» Directions
Without including any pictures, reproduce the full listing exactly.

» Given records
'''
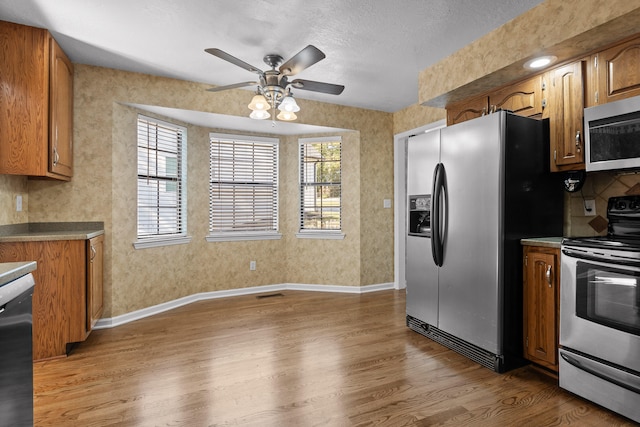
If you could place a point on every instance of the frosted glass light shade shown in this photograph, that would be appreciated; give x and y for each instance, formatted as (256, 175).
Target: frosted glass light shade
(259, 103)
(259, 115)
(287, 116)
(289, 104)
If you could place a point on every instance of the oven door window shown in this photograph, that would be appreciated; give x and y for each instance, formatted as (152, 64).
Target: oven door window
(609, 296)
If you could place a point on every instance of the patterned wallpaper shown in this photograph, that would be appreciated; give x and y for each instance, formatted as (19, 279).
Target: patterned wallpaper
(104, 189)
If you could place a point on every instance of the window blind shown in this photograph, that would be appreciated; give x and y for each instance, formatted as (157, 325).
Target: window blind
(320, 184)
(243, 189)
(161, 190)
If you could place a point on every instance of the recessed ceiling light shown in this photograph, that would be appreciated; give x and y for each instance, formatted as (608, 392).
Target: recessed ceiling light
(540, 62)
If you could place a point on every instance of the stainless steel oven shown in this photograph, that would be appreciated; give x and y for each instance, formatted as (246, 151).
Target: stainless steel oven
(600, 312)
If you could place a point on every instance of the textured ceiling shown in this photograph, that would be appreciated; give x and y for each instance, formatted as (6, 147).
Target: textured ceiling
(375, 48)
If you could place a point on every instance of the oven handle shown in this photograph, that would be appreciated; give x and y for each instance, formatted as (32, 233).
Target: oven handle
(591, 257)
(586, 365)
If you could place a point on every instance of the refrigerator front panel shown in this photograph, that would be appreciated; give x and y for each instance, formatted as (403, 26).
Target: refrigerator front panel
(422, 281)
(421, 273)
(469, 297)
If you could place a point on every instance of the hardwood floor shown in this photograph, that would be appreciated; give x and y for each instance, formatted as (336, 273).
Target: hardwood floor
(298, 359)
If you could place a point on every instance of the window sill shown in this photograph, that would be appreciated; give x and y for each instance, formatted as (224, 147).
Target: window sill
(242, 236)
(329, 235)
(161, 241)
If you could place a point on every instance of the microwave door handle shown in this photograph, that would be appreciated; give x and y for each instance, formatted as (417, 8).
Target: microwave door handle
(612, 375)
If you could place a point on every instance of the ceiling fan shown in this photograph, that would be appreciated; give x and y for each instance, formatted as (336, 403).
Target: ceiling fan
(274, 86)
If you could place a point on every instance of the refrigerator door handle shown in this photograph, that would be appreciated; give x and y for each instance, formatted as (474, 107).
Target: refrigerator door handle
(436, 217)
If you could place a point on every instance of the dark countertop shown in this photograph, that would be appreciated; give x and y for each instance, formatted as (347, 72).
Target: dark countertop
(549, 242)
(43, 231)
(10, 271)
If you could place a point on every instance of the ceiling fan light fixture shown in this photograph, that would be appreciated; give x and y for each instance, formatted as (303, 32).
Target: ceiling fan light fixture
(287, 116)
(259, 103)
(259, 115)
(289, 105)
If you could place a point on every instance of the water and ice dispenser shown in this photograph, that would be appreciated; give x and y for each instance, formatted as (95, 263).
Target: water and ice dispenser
(420, 215)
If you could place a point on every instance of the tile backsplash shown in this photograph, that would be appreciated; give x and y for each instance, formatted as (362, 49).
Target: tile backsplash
(599, 186)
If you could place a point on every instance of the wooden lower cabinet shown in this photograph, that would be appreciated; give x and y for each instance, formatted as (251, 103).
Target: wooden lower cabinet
(541, 295)
(67, 278)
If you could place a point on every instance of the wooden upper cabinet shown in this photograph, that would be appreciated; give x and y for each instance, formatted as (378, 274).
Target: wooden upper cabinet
(36, 104)
(467, 110)
(566, 106)
(523, 99)
(60, 112)
(617, 72)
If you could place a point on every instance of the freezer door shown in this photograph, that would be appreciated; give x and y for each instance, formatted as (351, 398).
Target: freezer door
(421, 273)
(469, 294)
(422, 280)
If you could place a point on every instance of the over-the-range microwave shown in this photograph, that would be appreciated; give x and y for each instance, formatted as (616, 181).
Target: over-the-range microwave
(613, 135)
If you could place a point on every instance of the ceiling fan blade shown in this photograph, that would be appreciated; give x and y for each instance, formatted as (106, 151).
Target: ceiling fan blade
(232, 59)
(233, 86)
(303, 59)
(318, 86)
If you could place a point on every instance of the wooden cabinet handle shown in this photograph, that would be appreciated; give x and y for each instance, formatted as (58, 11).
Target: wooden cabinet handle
(549, 275)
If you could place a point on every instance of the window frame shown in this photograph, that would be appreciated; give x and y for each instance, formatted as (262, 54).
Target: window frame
(181, 237)
(244, 235)
(306, 233)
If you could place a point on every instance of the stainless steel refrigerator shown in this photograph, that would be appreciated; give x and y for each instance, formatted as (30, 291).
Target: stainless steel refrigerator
(488, 185)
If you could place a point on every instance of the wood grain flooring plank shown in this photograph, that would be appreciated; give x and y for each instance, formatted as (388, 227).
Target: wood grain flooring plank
(301, 359)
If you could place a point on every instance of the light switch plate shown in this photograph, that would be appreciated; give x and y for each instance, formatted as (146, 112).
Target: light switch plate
(590, 207)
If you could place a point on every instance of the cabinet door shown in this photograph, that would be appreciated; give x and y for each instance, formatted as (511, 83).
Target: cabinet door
(566, 106)
(540, 301)
(524, 98)
(59, 280)
(24, 100)
(95, 256)
(618, 72)
(60, 112)
(467, 110)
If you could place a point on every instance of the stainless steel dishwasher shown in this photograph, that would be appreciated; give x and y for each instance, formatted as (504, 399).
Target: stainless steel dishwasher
(16, 361)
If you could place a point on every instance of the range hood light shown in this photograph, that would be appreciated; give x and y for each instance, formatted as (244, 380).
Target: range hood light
(540, 62)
'''
» Answer box
If you could place a point on every instance of the frosted glass light shade shown in this photograph, that would be appreciated; give x and y for each instance, formatted as (256, 175).
Target: frosted glass light shade
(259, 103)
(259, 115)
(287, 116)
(289, 104)
If you could place a point on every instance of the oven door window shown in this photograph, that would be appreciated; give x and y for each instance, formatted as (152, 64).
Target: oven door window
(609, 296)
If you could place a point on every instance of the patterned wallpaper shown in this photograph, that would be appreciated; give x and y for each instance, formatted as (19, 279).
Target: patterned wallpaper
(104, 189)
If you could place a point on every instance of the window blind shown in this photograph, that would be appreciated; give x and y for each instance, formatted as (157, 325).
Target: window blind
(320, 184)
(243, 189)
(161, 190)
If you could place a point on every instance of the recessed ceiling light shown in this photograph, that would be appreciated; give x and y for each instance, formatted as (608, 392).
Target: recessed ceiling light
(540, 62)
If you could place a point on every instance of the stainless steel oven shown in this photograph, that would be appreciated; give x and y for each instance, formatted as (246, 151).
Target: stainless steel oven
(600, 312)
If you could place a point on every instance of the textured ceiling shown in this photograph, that would be appreciated; give x and y for each instance, formatted as (6, 147).
Target: textured ceiling
(375, 48)
If you could place a point on every instance of the oven handle shown in this photograph, that would be appreciated; give x and y for each instance, formatted as (32, 233).
Target: oven handle
(591, 257)
(586, 365)
If you could place a point on every instance of the refrigerator front panel shown in this photograph, that would be appreciated; give x and y for each instance, formatted as (403, 26).
Target: refrigerator front panel
(422, 281)
(421, 273)
(469, 297)
If you could place a point on every instance of the hardwood floor shown in this photograph, that would be appreciated; give x and y for each instance, formatted as (336, 273).
Target: hardwood floor
(298, 359)
If you could place a point on every instance of the window sill shown in this photograph, that would be appreciated; give x and y for each instance, formatted as (224, 147).
Target: window sill
(242, 236)
(329, 235)
(161, 241)
If you could place a point on every instance of the microwave door handle shown in this photograph, that would be appreciated; give x and y for each instance, formatted as (417, 8).
Target: microwave door handle
(612, 375)
If you could place a point on every instance of the ceiling fan shown in this photograph, that would be appreciated; give x and y for each instance, formatted as (336, 403).
Target: ceiling fan
(274, 86)
If you could place a point on every instance of the refrigerator door handle shown in this photograph, that would be appreciated; give x and y for each instance, formatted as (474, 107).
Target: refrigerator door handle
(436, 217)
If you could place a point on every instance of the dark countertop shown in this photograph, that would be appreciated; give x and y for each instance, formatted as (347, 72).
Target: dark countertop
(549, 242)
(43, 231)
(10, 271)
If you could place a point on every instance of the ceiling fan light fixture shown in this photograph, that would be appreciated; give x and y for each instance, formatted as (303, 32).
Target: ceiling fan light fixture
(287, 116)
(259, 103)
(259, 115)
(289, 105)
If you could place a point on every instance of the water and ice dispenser shown in this photograph, that would be appreciated; give x and y for each instance, formatted as (95, 263).
Target: water and ice dispenser
(420, 215)
If you could place a point on every instance of the tile backsplash shown in this photograph, that would be appreciated; give x and y for each instance, formatted as (362, 49).
Target: tile backsplash
(599, 186)
If you could place a point on every instance of the wooden lower cabinet shown in this photograph, that would be appreciated; give x and y for each instance, formatted as (251, 103).
Target: wooden lower cabinet
(541, 295)
(67, 278)
If you could place a point on every instance of the wooden upper cabinet shown in this photograph, that would be appreciated; give x and y for each instance, formatted as (378, 274).
Target: wooden upper cabinet
(36, 104)
(467, 110)
(566, 106)
(523, 99)
(60, 112)
(617, 72)
If you could place a point on every instance of the freezer door shown in this photograph, that would be appreciated; give x and y for each instance, formatted as (351, 398).
Target: freezer door
(421, 273)
(469, 294)
(422, 280)
If you could place a point on every instance of the over-the-range microwave shown in this photograph, that would be appreciated; give x and y for each instance, formatted as (616, 181).
Target: over-the-range microwave
(613, 135)
If you could place a point on every instance of the ceiling fan blade shown in this photograph, that would be appreciated; give x and y for each instance, formatted as (106, 151).
Target: ceiling fan blade
(232, 59)
(233, 86)
(303, 59)
(318, 86)
If you could place a point on every instance of the wooden cabinet handle shown in this photograph, that would be appreciated; give x and y for each instance, formatted as (58, 11).
Target: wooden cabinet handle
(549, 275)
If you could place a point on every instance of the window frame shown in this photograph, that would be appreciated; give x and y for each instance, formatted as (262, 54).
Target: window frame
(181, 237)
(244, 235)
(306, 233)
If you could place a point on every instance of the stainless steel refrigerator shown in this photograph, that would be appreciated; give x and y for each instance, formatted as (30, 291).
Target: stainless steel refrigerator
(488, 185)
If you could place a point on every instance of the wood grain flooring plank shown in this photograph, that would be appreciated; give x and y for each instance, formatted as (388, 227).
Target: wood grain flooring plank
(301, 359)
If you could place a point on every instance of the light switch plate shown in this photograph, that would be appreciated; give x and y for each instance, formatted as (146, 112).
Target: light switch plate
(590, 207)
If you could place a point on every instance of the cabinet door shown in this photograph, that would be appreciated; give x and y for each instance, formatted as (511, 83).
Target: cabinet door
(566, 106)
(540, 301)
(524, 98)
(59, 280)
(24, 100)
(95, 256)
(618, 72)
(60, 112)
(467, 110)
If you could place a point on every instance of the stainless steel dishwasher shown in this photograph, that would be appreciated; give x and y for each instance, formatted as (504, 399).
Target: stainless steel dishwasher
(16, 361)
If you could place a point on every instance of the range hood light shown in this photograph, that would be appreciated; give x and y for each instance, formatted as (244, 380).
Target: range hood light
(540, 62)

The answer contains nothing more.